▶ WHAT YOU ARE ASKED TO DO:
Write out every line of the records again, from the line that contains "Task: indicate one point on every instance of the sandy ground" through the line that contains "(1171, 266)", both ends included, and add 10 to each number in the answer coordinates.
>> BEGIN RECORDS TO PROCESS
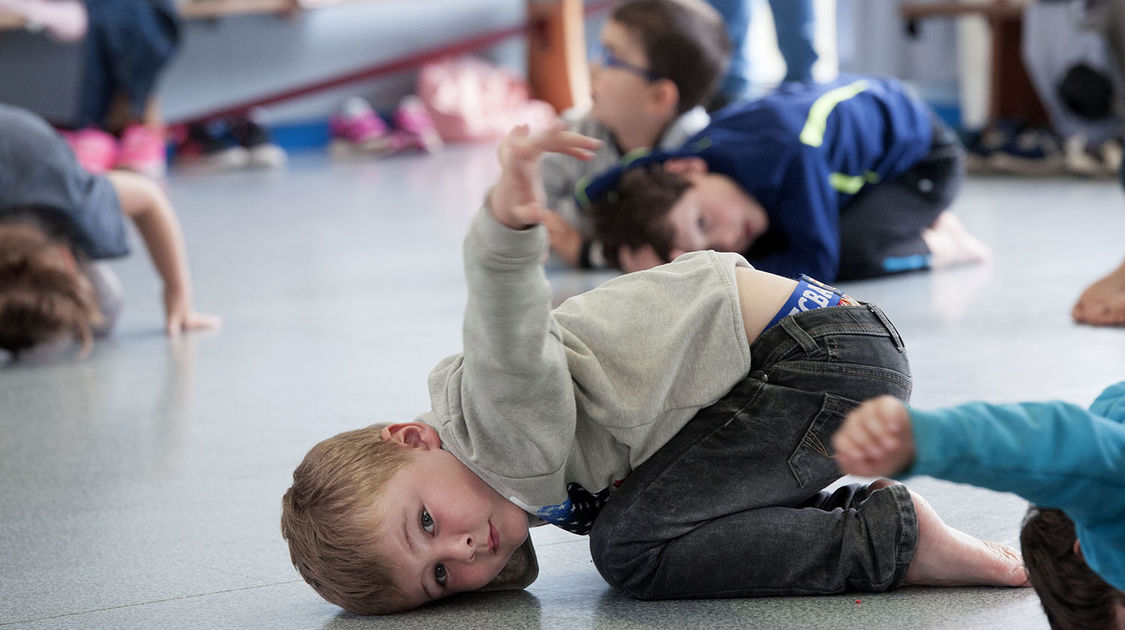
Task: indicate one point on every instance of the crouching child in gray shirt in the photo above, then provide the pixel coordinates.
(681, 416)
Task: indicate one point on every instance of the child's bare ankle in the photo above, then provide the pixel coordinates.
(950, 557)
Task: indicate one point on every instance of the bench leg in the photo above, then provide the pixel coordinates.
(557, 53)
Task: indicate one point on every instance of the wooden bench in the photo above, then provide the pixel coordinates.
(1011, 95)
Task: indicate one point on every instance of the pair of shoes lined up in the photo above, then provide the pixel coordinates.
(358, 131)
(141, 149)
(228, 144)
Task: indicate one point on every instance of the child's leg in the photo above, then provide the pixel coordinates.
(902, 224)
(730, 506)
(107, 293)
(1103, 303)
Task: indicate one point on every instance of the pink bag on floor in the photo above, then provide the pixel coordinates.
(471, 100)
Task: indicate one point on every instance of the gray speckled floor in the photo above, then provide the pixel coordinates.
(141, 487)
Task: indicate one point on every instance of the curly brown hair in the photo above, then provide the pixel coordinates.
(1072, 595)
(329, 518)
(685, 42)
(43, 294)
(635, 213)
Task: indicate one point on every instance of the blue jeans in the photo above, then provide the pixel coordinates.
(129, 43)
(734, 505)
(793, 25)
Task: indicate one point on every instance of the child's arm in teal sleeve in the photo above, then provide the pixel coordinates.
(1052, 453)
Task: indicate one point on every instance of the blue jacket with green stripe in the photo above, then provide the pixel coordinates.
(804, 152)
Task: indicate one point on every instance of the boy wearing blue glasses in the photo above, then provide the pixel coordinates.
(656, 62)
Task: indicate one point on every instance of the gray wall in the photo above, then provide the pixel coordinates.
(234, 59)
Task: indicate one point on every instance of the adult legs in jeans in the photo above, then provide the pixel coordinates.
(732, 505)
(793, 23)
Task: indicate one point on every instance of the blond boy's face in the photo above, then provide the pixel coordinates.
(619, 96)
(442, 528)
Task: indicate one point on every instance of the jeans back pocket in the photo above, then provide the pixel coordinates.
(813, 459)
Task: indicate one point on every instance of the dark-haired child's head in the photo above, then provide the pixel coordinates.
(675, 207)
(1072, 595)
(659, 59)
(383, 520)
(44, 296)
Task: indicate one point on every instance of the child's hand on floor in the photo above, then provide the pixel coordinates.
(518, 198)
(180, 317)
(875, 439)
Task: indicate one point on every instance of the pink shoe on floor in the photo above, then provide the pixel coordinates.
(358, 129)
(415, 127)
(143, 151)
(96, 150)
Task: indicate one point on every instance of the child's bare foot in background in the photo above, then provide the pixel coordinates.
(1103, 303)
(950, 243)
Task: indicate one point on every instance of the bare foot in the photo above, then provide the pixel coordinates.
(1103, 304)
(950, 243)
(948, 557)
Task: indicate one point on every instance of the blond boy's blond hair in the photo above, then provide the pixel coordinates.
(325, 518)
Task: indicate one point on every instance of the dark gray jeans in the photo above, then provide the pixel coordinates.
(734, 505)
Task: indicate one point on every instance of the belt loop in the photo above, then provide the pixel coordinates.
(809, 344)
(890, 327)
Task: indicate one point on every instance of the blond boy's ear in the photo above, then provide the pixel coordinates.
(413, 434)
(686, 167)
(664, 97)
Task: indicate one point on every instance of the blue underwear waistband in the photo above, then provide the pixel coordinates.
(808, 295)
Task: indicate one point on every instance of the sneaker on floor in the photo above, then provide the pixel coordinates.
(210, 145)
(357, 129)
(143, 151)
(415, 128)
(260, 147)
(95, 149)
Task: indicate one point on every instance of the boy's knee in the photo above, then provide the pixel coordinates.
(624, 564)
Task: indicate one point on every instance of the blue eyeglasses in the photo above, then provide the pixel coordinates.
(602, 55)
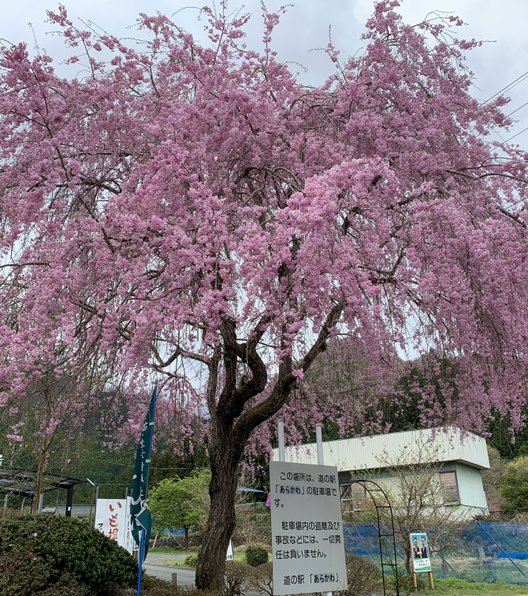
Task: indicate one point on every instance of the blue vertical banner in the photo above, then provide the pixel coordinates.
(141, 520)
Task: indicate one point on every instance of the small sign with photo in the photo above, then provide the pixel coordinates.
(420, 552)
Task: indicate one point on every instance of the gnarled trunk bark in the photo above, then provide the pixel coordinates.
(225, 456)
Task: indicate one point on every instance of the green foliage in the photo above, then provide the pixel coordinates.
(235, 577)
(260, 578)
(168, 464)
(364, 577)
(256, 555)
(151, 586)
(42, 554)
(514, 486)
(181, 503)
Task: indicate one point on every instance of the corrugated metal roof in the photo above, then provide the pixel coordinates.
(425, 446)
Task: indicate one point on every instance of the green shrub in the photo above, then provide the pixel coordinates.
(260, 579)
(151, 586)
(45, 554)
(235, 577)
(256, 555)
(364, 577)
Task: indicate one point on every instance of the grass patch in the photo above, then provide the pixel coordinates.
(462, 587)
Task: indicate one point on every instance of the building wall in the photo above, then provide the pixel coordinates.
(425, 446)
(470, 487)
(471, 498)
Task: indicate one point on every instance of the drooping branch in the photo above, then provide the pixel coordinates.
(286, 379)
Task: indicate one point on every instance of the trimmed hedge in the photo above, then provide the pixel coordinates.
(52, 555)
(256, 555)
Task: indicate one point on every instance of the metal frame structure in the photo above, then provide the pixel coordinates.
(385, 536)
(22, 483)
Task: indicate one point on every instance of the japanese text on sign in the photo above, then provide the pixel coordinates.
(307, 532)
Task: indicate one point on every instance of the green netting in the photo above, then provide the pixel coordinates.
(480, 551)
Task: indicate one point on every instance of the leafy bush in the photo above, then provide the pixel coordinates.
(44, 554)
(260, 578)
(235, 577)
(514, 486)
(256, 555)
(151, 586)
(364, 577)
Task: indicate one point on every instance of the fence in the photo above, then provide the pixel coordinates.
(479, 551)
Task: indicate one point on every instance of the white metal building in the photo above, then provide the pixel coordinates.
(454, 459)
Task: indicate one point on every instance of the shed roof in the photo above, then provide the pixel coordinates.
(426, 446)
(22, 482)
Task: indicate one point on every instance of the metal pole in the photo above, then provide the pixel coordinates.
(282, 449)
(319, 441)
(280, 434)
(320, 458)
(140, 560)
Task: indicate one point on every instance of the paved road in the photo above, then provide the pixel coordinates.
(185, 577)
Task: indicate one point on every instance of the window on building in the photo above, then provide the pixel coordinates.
(448, 481)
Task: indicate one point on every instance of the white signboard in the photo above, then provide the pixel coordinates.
(307, 529)
(112, 518)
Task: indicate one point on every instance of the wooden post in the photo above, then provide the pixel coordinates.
(415, 582)
(431, 582)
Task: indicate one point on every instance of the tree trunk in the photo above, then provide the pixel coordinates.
(41, 465)
(225, 456)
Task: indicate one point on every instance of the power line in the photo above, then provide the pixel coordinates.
(511, 85)
(516, 110)
(516, 134)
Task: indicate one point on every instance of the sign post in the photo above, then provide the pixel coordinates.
(421, 561)
(112, 519)
(307, 529)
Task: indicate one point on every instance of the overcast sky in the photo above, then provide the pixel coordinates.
(305, 27)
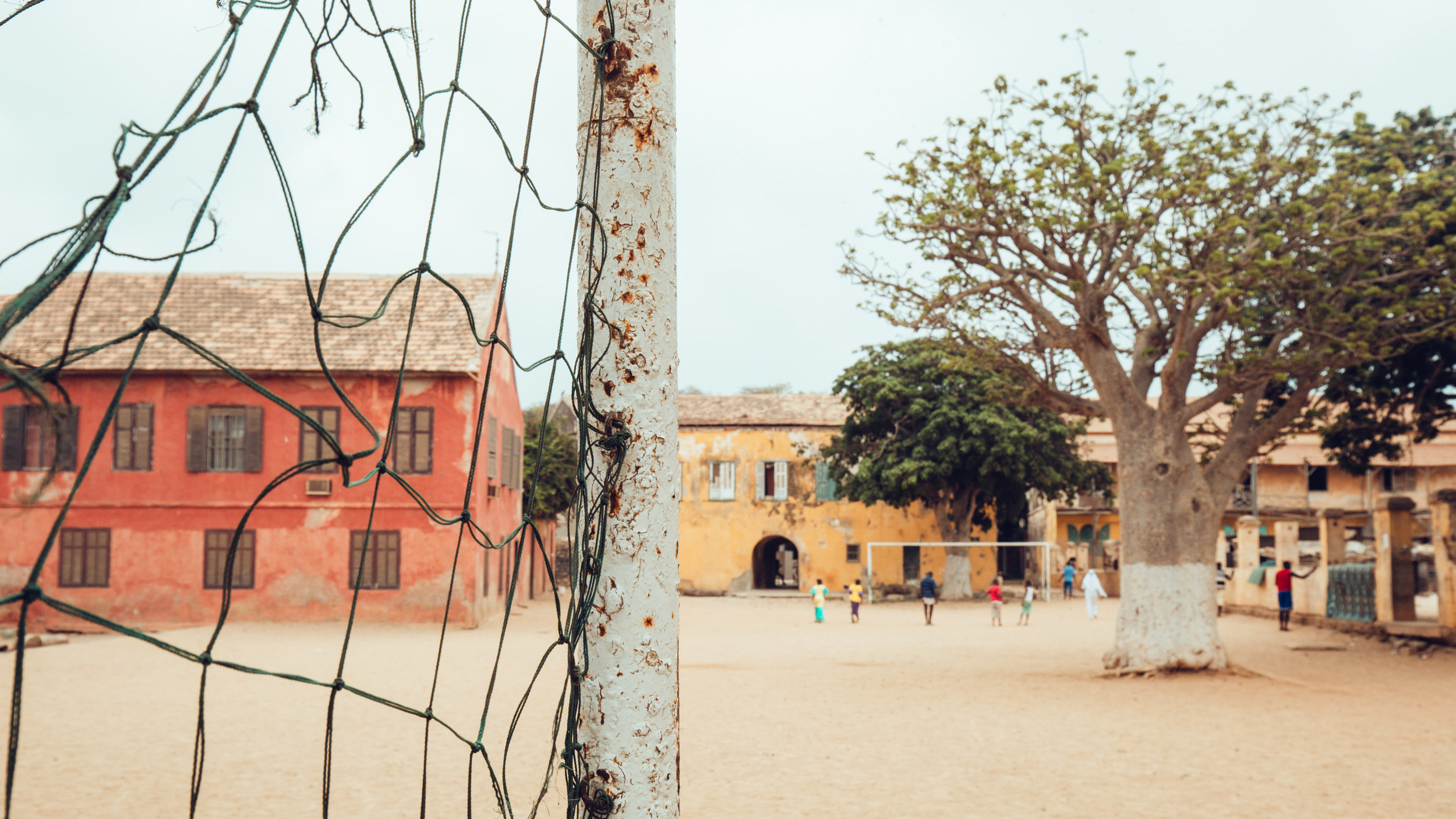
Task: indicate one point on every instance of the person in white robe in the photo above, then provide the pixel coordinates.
(1091, 591)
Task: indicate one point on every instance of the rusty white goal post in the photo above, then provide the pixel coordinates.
(1044, 545)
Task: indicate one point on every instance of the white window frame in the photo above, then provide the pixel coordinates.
(726, 483)
(781, 480)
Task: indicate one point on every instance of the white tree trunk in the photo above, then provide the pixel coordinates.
(957, 582)
(630, 697)
(1167, 616)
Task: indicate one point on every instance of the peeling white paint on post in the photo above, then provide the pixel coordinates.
(630, 700)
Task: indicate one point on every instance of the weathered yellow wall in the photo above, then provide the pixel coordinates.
(717, 538)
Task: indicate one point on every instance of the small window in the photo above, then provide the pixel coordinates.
(1398, 478)
(490, 448)
(214, 559)
(825, 487)
(376, 567)
(507, 458)
(132, 439)
(85, 557)
(773, 480)
(721, 480)
(225, 439)
(37, 439)
(312, 446)
(412, 440)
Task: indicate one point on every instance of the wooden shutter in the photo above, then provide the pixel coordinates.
(490, 448)
(66, 445)
(13, 443)
(197, 439)
(520, 463)
(254, 440)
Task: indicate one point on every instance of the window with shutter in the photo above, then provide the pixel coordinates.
(214, 559)
(412, 440)
(315, 446)
(38, 439)
(377, 566)
(12, 437)
(226, 439)
(132, 439)
(507, 458)
(825, 487)
(490, 448)
(85, 559)
(721, 480)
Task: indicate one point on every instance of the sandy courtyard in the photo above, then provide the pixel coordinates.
(781, 718)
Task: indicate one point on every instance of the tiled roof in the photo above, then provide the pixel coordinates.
(261, 323)
(761, 411)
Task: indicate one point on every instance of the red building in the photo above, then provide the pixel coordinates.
(146, 539)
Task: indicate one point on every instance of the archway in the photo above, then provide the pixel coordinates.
(775, 564)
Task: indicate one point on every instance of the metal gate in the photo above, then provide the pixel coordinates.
(1352, 592)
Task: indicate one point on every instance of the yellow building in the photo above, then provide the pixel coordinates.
(759, 510)
(1279, 513)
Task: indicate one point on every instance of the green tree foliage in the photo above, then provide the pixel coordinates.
(555, 480)
(1161, 263)
(930, 425)
(1379, 403)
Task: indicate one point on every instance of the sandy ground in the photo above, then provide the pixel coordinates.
(781, 718)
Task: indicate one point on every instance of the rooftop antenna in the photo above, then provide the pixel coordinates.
(497, 251)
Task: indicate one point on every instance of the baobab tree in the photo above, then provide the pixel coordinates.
(1171, 266)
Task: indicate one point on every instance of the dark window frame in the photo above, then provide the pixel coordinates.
(54, 443)
(129, 414)
(85, 551)
(383, 550)
(414, 442)
(312, 445)
(245, 563)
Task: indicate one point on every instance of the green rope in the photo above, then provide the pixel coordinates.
(600, 442)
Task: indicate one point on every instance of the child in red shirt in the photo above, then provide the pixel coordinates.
(1285, 585)
(994, 594)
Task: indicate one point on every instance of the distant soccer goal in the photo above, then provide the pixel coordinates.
(1043, 545)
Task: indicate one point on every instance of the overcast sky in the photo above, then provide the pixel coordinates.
(778, 104)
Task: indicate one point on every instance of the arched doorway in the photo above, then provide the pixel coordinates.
(775, 564)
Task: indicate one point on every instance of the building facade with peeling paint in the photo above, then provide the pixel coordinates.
(191, 448)
(759, 510)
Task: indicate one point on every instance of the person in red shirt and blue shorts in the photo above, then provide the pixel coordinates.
(1285, 583)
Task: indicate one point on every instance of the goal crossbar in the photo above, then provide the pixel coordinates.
(1044, 545)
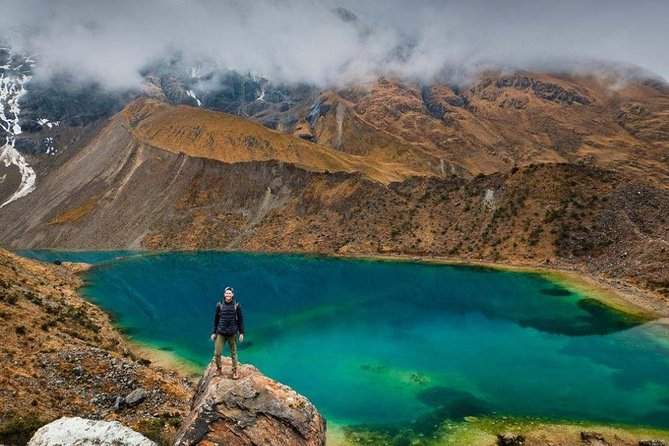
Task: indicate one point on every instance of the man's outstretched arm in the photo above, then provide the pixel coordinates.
(217, 316)
(240, 319)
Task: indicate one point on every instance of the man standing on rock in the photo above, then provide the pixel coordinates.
(228, 321)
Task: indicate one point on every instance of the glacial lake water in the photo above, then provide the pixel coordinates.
(385, 343)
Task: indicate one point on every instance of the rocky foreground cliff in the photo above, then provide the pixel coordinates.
(61, 356)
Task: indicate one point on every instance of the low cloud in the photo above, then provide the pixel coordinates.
(327, 43)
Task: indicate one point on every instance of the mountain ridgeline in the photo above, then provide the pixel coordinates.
(537, 168)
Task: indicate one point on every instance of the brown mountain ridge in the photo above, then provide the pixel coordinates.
(533, 168)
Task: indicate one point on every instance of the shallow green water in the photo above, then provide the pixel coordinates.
(385, 343)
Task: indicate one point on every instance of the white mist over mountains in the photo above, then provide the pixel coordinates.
(333, 43)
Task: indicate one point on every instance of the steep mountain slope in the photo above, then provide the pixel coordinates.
(503, 120)
(530, 168)
(62, 356)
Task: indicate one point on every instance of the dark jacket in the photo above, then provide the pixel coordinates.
(229, 318)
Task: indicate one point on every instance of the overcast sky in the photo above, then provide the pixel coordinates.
(305, 41)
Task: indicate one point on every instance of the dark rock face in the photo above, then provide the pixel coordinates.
(135, 397)
(252, 410)
(544, 90)
(509, 439)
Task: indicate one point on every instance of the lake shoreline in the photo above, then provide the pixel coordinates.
(615, 292)
(572, 278)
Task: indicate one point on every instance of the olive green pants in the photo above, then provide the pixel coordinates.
(218, 349)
>> END RECORDS TO PROCESS
▶ EXERCISE RESPONSE:
Task: indicate one point on every instance of the sandy ground in the photo above, then provide the pixel coordinates.
(791, 728)
Task: indicate one point on every instance of the rooftop antenna in the photo above, then provide the pixel coordinates.
(507, 261)
Task: indicate one point on every instance of the baobab tree in the photo above, then provide the pixel coordinates.
(1181, 276)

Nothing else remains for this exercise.